**Exercise instructions**
In the passage on the speech recognition model, reproduce the portion starting with "The scores are" and going on through "one of them.", substituting "access" for "permission".

**Provided passage**

Start

Hopefully "left" is the top score since that's the correct label, but since the
training is random it may not for the first file you try. Experiment with some
of the other .wav files in that same folder to see how well it does.

The scores are between zero and one, and higher values mean the model is more
confident in its prediction.

## Running the Model in an Android App

The easiest way to see how this model works in a real application is to download
[the prebuilt Android demo
applications](https://github.com/tensorflow/tensorflow/tree/master/tensorflow/examples/android#prebuilt-components)
and install them on your phone. You'll see 'TF Speech' appear in your app list,
and opening it will show you the same list of action words we've just trained
our model on, starting with "Yes" and "No". Once you've given the app permission
to use the microphone, you should be able to try saying those words and see them
highlighted in the UI when the model recognizes one of them.

End

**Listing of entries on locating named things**
Start

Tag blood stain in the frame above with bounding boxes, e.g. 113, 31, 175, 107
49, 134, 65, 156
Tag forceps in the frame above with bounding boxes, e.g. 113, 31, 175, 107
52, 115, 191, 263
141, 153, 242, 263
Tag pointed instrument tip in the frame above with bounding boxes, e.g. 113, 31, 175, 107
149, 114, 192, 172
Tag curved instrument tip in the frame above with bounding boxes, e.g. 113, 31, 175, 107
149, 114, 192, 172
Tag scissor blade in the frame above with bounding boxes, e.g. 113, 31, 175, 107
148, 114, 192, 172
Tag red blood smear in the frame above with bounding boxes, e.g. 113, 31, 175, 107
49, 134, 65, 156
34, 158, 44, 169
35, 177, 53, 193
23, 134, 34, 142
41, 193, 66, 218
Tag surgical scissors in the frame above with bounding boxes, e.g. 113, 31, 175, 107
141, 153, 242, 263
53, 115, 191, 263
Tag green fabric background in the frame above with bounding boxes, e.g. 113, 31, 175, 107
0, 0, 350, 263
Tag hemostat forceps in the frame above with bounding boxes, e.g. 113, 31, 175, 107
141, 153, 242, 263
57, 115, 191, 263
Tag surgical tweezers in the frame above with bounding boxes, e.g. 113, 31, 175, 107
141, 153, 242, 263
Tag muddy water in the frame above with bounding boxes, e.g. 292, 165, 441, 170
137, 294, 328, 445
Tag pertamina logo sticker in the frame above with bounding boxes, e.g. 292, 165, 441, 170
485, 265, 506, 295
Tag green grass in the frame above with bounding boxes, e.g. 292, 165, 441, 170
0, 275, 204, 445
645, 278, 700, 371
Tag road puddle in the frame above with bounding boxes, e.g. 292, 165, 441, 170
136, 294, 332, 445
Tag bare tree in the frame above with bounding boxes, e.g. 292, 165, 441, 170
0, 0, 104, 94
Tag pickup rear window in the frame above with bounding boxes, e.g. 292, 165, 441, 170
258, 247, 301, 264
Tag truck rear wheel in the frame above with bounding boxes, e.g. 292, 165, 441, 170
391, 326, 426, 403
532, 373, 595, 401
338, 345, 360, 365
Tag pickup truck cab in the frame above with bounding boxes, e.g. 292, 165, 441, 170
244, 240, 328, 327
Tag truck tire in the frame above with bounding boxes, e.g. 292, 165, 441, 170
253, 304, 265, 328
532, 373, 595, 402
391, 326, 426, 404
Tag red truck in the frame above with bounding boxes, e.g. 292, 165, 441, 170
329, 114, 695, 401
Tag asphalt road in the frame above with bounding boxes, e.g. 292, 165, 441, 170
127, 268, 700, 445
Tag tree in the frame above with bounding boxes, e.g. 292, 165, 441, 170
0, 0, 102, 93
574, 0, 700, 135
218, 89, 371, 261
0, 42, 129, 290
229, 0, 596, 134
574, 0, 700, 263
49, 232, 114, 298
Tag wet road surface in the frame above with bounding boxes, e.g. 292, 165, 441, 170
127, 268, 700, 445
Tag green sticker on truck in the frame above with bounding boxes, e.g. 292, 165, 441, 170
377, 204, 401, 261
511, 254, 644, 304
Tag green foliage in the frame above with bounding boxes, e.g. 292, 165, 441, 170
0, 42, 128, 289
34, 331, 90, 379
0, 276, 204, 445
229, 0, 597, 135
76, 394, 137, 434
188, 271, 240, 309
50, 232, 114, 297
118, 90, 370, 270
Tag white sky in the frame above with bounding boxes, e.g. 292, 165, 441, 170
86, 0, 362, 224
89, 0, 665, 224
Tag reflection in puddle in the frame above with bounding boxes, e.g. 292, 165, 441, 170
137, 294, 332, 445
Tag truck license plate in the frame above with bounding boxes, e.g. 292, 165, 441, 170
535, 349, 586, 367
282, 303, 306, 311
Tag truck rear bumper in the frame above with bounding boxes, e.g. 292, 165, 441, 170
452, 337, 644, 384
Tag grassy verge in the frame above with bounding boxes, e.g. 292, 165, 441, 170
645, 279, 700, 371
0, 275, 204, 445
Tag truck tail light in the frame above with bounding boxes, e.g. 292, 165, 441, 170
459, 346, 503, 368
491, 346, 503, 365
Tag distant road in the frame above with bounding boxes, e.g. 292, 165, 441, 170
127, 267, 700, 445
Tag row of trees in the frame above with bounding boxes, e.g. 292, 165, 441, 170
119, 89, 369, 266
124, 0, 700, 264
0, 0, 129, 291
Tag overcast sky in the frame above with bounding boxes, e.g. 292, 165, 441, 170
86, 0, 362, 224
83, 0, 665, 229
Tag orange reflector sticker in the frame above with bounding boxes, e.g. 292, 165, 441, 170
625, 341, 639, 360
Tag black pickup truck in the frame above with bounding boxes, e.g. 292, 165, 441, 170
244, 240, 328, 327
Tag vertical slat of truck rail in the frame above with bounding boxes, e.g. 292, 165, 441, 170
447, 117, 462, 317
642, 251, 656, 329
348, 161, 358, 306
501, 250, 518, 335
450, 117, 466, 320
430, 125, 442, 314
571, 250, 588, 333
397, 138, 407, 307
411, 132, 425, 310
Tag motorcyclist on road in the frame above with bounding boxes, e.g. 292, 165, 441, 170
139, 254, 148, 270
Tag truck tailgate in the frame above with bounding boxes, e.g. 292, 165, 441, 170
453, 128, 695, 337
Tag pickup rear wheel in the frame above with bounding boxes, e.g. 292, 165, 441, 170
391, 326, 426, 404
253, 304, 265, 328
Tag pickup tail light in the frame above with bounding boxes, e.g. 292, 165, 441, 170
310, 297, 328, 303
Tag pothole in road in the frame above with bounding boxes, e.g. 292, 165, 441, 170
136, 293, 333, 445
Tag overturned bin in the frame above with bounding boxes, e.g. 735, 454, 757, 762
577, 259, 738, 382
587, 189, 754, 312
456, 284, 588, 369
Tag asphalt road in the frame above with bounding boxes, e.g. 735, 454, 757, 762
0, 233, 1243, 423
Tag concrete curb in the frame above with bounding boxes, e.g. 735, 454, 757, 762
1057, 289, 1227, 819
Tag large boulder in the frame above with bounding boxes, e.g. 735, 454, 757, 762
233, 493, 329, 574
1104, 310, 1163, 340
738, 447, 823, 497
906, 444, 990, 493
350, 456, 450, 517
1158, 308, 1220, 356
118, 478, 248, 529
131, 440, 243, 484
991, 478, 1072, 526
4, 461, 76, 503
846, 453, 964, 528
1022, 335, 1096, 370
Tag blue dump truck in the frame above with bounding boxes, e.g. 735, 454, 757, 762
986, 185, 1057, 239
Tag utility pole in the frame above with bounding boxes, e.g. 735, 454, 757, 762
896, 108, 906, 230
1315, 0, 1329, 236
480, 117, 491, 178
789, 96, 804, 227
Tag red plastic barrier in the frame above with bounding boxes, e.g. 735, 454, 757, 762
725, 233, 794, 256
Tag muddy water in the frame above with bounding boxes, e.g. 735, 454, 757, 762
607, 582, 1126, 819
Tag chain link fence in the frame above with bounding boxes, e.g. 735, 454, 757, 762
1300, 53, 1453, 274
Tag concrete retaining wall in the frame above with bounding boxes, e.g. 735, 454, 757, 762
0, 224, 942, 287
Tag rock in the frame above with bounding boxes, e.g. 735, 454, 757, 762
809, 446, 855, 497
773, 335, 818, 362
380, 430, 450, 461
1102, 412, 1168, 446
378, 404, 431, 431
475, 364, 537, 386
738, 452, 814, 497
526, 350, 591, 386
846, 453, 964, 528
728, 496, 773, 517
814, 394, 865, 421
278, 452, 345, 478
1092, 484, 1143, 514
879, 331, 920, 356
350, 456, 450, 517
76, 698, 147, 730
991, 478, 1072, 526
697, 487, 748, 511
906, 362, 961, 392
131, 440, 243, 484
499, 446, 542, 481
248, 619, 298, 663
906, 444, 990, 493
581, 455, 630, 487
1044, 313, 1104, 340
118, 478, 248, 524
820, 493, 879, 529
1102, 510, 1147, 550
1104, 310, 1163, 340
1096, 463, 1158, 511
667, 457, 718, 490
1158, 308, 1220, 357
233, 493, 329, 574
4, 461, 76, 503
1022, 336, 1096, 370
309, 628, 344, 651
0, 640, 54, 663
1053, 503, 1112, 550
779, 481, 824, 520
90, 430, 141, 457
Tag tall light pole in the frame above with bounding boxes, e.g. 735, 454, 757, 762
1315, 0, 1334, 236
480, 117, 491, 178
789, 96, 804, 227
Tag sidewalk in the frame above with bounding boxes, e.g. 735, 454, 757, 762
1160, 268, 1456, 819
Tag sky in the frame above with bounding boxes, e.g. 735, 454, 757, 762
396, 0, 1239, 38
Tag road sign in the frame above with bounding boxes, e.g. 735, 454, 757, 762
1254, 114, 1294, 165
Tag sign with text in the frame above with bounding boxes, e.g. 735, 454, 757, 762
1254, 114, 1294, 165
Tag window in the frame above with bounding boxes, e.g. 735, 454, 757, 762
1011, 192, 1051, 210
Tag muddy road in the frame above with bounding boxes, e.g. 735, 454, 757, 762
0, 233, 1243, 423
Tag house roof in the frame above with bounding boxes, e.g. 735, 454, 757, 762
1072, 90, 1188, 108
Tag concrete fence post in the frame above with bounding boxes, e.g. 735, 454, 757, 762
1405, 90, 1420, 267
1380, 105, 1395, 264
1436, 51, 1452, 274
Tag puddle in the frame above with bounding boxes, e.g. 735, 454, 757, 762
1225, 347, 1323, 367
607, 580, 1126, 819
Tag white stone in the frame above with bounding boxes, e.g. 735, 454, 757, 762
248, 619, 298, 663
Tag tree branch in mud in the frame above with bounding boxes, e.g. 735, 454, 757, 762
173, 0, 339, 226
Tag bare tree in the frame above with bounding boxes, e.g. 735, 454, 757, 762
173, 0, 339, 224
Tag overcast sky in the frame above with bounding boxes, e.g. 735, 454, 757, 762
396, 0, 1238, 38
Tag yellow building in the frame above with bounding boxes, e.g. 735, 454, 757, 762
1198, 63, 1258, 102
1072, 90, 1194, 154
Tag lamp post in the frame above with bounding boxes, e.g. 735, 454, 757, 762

End

**Answer to the task**
The scores are between zero and one, and higher values mean the model is more
confident in its prediction.

## Running the Model in an Android App

The easiest way to see how this model works in a real application is to download
[the prebuilt Android demo
applications](https://github.com/tensorflow/tensorflow/tree/master/tensorflow/examples/android#prebuilt-components)
and install them on your phone. You'll see 'TF Speech' appear in your app list,
and opening it will show you the same list of action words we've just trained
our model on, starting with "Yes" and "No". Once you've given the app access
to use the microphone, you should be able to try saying those words and see them
highlighted in the UI when the model recognizes one of them.